━━━━━ TEXTE À LIRE
Par Djilali Hadjadj
Un des principaux obstacles au développement du processus démocratique en Algérie est illustré par le fonctionnement du Parlement, fonctionnement limité et trop dépendant de l’Exécutif, non encore acquis à la séparation des pouvoirs, pourtant consacrée par la Constitution.
Le même phénomène est observé au niveau des partis politiques, ceux qui sont au pouvoir ayant la part belle et utilisant tous les moyens, à la fois pour retarder l’alternance politique et minimiser le rôle de l’opposition. Un des moyens de prévenir la corruption est l’instauration de la déclaration de patrimoine des membres de l’Exécutif, des élus et des hauts fonctionnaires. Mais, là aussi, cet instrument, quand il existe, est très souvent détourné et mal appliqué. Enfin, l’évolution du processus démocratique est lié, en grande partie, à la transparence dans les élections. Comment y parvenir ?
Les différents facteurs qui interviennent dans la consolidation du processus démocratique aux plans économique, politique et institutionnel, ne peuvent être d’un apport concret que s’ils sont «immunisés» contre la corruption. Quel que soit le domaine dans lequel elle sévit, la corruption procède du détournement des principes qui fondent la démocratie tels que l’égalité, l’éthique, la transparence et la justice. L’existence d’un système démocratique est essentielle à tout système d’intégrité. La corruption résulte le plus souvent d’une confusion des sphères publique et privée et du dérèglement des mécanismes de régulation qui organisent les échanges économiques et la dévolution du pouvoir politique. Cette rupture d’équilibre est caractéristique du dysfonctionnement des institutions dont l’origine est à chercher dans leurs relations parfois ambiguës avec l’espace économique et le champ politique. L’Algérie, comme encore nombre de pays africains, offre en ce sens un terrain où la démocratie, souvent très fragile, est à consolider.
━━━━━━━━━━
CONSIGNE 1 = Recopiez à l'identique la partie du listing ci-dessous qui s'ouvre sur la ligne contenant « Where can you spot the wet » et va jusqu'à la fin du listing, ces deux limites comprises.
━━━━━ MATÉRIEL FOURNI
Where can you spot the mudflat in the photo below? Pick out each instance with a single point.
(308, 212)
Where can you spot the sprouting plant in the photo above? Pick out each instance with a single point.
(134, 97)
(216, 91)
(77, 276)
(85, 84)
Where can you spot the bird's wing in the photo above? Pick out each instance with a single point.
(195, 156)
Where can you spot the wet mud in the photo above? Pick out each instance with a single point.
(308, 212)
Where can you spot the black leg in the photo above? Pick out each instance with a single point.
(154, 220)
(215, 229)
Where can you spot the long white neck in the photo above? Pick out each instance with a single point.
━━━━━━━━━━
CONSIGNE 2 = Reproduisez fidèlement le passage du texte sur la corruption et la démocratie qui s'ouvre sur les mots « Par Djilali Hadjadj » et se termine par « par la Constitution. ».

RÉPONSE ATTENDUE 1 =
Where can you spot the wet mud in the photo above? Pick out each instance with a single point.
(308, 212)
Where can you spot the black leg in the photo above? Pick out each instance with a single point.
(154, 220)
(215, 229)
Where can you spot the long white neck in the photo above? Pick out each instance with a single point.

RÉPONSE ATTENDUE 2 =
Par Djilali Hadjadj
Un des principaux obstacles au développement du processus démocratique en Algérie est illustré par le fonctionnement du Parlement, fonctionnement limité et trop dépendant de l’Exécutif, non encore acquis à la séparation des pouvoirs, pourtant consacrée par la Constitution.